» What the task asks: Write the next part of the article on the fees Hefren-Tillotson charged through its Portfolio Review Program, starting from the point where the article stops.

» Supplied passage:
How Did Hefren-Tillotson Justify $557K in Useless Junk Fees?
The Non-Financial Ledger: What This Cost Real People
You have to sit with this for a second. Hefren-Tillotson was a firm that held itself out as a trusted partner to ordinary retail investors. The name suggests something almost quaint: a family-run operation, the kind of place where somebody’s parents opened a brokerage account in the 1980s and never left. The firm had been a FINRA member since 1962. Sixty years of trust, of handshakes, of clients handing over their retirement savings and believing someone was watching out for them.
What actually happened between June 2020 and September 2022 is that 432 of those clients got quietly steered into accounts they already owned. The Portfolio Review Program wasn’t some exotic investment product. It offered financial planning, account aggregation, market reports, and tax reporting services. The problem is that clients who already held investment advisory accounts at Hefren-Tillotson received all of those services automatically, at no extra charge. They were already getting the product. The firm then sent its representatives out to recommend that those same clients open new Portfolio Review accounts, layering a percentage-of-assets fee on top of the commissions they were already paying. The clients didn’t get a single new thing in return.

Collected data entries
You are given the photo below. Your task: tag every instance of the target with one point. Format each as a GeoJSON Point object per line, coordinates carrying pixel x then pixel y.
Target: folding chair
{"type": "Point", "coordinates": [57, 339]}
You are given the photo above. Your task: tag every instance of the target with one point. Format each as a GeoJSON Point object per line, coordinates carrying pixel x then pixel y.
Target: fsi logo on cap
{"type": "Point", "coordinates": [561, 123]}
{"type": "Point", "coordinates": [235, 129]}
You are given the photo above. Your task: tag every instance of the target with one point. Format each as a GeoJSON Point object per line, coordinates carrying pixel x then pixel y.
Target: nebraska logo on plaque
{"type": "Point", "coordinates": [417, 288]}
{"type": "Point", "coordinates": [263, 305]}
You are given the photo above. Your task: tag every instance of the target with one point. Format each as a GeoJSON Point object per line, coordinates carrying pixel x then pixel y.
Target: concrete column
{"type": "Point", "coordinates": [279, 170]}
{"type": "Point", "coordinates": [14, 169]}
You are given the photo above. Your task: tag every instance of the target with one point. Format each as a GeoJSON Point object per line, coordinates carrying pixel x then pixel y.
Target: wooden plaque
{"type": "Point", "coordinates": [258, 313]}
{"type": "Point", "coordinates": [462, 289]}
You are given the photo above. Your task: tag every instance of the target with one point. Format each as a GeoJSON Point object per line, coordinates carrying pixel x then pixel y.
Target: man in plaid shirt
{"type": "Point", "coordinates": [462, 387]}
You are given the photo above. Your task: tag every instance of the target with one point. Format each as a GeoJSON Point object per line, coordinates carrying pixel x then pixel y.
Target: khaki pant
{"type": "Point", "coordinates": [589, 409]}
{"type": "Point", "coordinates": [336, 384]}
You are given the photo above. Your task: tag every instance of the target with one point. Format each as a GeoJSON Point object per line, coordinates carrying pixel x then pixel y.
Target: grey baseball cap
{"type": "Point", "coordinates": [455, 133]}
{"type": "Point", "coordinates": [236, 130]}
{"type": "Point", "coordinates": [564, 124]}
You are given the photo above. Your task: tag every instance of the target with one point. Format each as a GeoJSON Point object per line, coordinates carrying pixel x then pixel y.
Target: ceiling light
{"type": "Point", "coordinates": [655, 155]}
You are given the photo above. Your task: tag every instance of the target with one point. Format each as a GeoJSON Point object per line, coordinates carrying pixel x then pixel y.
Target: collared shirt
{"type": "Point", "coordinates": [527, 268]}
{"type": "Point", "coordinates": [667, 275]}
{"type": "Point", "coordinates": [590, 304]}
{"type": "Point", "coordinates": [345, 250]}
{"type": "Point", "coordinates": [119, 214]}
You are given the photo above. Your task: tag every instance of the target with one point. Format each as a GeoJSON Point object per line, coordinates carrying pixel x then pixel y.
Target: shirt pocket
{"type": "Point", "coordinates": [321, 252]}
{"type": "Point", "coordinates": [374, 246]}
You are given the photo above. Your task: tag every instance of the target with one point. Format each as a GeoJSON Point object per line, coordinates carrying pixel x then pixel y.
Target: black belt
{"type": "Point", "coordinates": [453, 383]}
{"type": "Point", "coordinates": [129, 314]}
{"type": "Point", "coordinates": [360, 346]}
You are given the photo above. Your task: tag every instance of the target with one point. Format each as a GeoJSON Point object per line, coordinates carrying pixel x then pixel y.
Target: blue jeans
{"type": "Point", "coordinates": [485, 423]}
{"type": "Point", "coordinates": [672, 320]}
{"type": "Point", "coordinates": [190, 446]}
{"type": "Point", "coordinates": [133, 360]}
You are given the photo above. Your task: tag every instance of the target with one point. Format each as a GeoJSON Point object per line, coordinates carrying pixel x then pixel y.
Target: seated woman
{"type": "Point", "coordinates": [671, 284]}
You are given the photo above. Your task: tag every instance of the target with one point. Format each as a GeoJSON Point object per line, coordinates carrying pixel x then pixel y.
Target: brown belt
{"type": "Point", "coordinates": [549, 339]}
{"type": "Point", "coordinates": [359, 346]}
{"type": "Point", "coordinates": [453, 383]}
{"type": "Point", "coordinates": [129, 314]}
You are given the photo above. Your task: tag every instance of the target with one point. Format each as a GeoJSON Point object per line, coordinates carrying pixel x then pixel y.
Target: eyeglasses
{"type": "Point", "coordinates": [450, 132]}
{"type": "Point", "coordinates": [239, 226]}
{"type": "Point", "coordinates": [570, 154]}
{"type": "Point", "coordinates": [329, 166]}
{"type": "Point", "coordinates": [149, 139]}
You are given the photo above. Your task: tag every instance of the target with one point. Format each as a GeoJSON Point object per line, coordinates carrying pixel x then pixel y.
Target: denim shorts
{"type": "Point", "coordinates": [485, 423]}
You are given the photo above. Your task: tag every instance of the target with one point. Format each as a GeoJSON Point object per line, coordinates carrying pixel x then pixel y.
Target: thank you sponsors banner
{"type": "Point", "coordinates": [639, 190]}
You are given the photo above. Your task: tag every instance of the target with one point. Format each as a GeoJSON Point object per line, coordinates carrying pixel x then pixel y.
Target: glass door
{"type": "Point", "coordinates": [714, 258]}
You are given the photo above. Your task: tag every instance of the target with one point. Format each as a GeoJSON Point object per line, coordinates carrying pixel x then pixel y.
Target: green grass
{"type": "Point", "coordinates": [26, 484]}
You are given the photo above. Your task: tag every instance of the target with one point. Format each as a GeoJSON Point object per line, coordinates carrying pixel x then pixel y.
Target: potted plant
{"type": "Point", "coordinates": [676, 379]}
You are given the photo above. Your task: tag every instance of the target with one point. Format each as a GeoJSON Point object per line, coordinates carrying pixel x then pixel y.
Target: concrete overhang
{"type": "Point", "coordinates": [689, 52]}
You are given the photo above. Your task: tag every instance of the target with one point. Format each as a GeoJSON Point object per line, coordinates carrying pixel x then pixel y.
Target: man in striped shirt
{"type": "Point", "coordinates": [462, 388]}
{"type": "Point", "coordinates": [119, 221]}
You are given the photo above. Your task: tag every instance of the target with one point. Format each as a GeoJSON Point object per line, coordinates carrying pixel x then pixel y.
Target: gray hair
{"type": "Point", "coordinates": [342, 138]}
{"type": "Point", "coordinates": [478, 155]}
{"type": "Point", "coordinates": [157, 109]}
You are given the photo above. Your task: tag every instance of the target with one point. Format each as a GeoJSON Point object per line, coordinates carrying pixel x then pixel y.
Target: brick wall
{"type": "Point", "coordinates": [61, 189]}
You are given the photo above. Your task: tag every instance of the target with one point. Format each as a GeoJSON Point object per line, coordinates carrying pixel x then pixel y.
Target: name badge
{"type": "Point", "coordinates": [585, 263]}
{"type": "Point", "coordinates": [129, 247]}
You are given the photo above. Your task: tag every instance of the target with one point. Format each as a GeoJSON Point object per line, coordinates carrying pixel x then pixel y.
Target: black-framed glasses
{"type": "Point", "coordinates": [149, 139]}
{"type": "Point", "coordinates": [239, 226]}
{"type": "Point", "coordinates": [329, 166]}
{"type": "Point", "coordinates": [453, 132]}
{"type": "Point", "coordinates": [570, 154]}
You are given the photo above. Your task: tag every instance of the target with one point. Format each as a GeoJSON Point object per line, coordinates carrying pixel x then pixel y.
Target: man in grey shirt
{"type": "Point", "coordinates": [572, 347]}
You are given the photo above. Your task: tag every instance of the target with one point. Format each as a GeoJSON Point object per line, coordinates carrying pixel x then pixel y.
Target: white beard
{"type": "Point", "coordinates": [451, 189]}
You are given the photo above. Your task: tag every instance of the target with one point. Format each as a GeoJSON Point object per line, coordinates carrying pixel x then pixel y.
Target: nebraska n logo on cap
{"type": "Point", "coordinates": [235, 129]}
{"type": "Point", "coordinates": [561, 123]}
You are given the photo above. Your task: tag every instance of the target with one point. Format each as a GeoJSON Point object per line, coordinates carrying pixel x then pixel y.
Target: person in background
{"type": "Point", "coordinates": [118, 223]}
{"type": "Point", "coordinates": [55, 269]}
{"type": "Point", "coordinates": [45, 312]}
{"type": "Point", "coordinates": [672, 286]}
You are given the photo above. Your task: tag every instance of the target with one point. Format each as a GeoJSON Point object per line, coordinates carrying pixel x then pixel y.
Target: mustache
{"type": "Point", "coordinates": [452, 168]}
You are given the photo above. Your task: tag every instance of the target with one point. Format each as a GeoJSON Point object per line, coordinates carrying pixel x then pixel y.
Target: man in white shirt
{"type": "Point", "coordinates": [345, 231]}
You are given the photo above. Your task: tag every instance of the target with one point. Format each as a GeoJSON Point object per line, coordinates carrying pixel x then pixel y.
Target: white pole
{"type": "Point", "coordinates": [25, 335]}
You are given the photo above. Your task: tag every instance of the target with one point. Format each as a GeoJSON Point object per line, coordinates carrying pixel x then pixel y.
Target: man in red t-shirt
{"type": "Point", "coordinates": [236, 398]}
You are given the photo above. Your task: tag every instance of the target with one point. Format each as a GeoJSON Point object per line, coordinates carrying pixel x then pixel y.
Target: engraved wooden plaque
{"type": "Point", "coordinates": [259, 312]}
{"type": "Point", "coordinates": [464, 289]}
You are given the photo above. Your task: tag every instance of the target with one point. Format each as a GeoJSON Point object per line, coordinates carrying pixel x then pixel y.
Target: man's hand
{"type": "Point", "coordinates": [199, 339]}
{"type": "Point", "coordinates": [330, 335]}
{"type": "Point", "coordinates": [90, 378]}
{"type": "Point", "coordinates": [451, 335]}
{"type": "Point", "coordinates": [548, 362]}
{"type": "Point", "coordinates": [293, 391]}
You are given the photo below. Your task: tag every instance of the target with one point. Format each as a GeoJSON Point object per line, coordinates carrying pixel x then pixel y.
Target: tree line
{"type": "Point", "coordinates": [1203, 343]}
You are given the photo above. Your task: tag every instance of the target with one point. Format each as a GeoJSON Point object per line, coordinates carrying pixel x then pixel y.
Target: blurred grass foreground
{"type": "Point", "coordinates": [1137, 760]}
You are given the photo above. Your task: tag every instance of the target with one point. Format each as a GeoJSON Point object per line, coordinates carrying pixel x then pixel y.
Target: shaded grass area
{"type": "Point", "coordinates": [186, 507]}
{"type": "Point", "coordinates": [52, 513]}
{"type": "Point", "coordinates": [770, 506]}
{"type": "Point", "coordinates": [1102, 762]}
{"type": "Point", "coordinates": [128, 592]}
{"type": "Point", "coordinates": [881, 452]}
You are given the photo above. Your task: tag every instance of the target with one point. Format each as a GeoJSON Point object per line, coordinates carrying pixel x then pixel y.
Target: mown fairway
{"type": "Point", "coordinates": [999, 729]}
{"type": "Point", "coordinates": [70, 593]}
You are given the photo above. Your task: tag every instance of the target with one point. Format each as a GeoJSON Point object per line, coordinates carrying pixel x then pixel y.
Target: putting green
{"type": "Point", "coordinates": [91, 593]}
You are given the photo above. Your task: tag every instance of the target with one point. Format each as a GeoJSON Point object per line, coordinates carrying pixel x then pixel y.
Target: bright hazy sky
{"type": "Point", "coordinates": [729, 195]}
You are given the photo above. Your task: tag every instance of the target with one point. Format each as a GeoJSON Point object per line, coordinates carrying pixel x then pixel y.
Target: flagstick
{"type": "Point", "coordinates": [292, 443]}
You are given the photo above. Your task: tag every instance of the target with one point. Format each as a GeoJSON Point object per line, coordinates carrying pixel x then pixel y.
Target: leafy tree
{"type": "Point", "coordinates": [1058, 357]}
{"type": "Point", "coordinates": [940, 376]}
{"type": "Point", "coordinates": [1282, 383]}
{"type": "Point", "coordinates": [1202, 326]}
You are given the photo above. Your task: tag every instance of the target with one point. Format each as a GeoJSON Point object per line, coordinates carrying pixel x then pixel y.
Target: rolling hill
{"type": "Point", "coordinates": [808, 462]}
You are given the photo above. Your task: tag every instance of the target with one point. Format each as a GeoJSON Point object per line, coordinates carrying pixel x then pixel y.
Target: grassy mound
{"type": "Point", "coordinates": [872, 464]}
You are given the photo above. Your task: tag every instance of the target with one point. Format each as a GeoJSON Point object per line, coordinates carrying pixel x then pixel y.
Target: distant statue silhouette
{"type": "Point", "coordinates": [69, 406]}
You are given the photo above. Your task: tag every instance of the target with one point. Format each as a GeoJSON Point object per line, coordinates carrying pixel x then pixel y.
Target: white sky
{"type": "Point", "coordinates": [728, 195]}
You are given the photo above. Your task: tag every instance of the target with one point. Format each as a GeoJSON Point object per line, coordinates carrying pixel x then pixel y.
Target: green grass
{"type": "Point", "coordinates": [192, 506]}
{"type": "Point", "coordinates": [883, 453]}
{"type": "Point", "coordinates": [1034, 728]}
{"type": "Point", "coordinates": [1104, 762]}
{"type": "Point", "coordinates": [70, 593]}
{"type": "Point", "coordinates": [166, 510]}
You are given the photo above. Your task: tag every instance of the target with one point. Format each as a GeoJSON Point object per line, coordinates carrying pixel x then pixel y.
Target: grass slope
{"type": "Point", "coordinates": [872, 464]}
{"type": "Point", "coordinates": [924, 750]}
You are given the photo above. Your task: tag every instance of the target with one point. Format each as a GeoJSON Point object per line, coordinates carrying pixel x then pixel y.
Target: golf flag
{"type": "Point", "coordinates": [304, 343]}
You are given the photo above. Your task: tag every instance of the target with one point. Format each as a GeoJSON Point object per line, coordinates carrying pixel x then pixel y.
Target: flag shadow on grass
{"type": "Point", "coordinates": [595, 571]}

» Right answer:
Think about what that looks like from the customer’s chair. You’re sitting across from someone you’ve trusted with your savings. They explain a new account option. It sounds like a service upgrade. You sign the paperwork. You have no way of knowing that everything they just described is already included in your existing account. The firm’s own supervisors signed off on the opening of each one of these accounts, and even they had no documented checklist, no formal process, no written instruction telling them to ask the most basic question possible: does this customer actually need this?
The harm here is mechanical. Fees assessed as a percentage of assets under management compound over time. A client who was charged $1,000 per year in unnecessary fees didn’t just lose $1,000. They lost the investment growth that $1,000 would have generated. They lost the peace of mind that comes from knowing the person managing your money is on your side. Some of these clients paid the fee for months. Others paid it for over two years, from the day Regulation Best Interest took effect in June 2020 right up until Baird shut the program down after the acquisition in October 2022.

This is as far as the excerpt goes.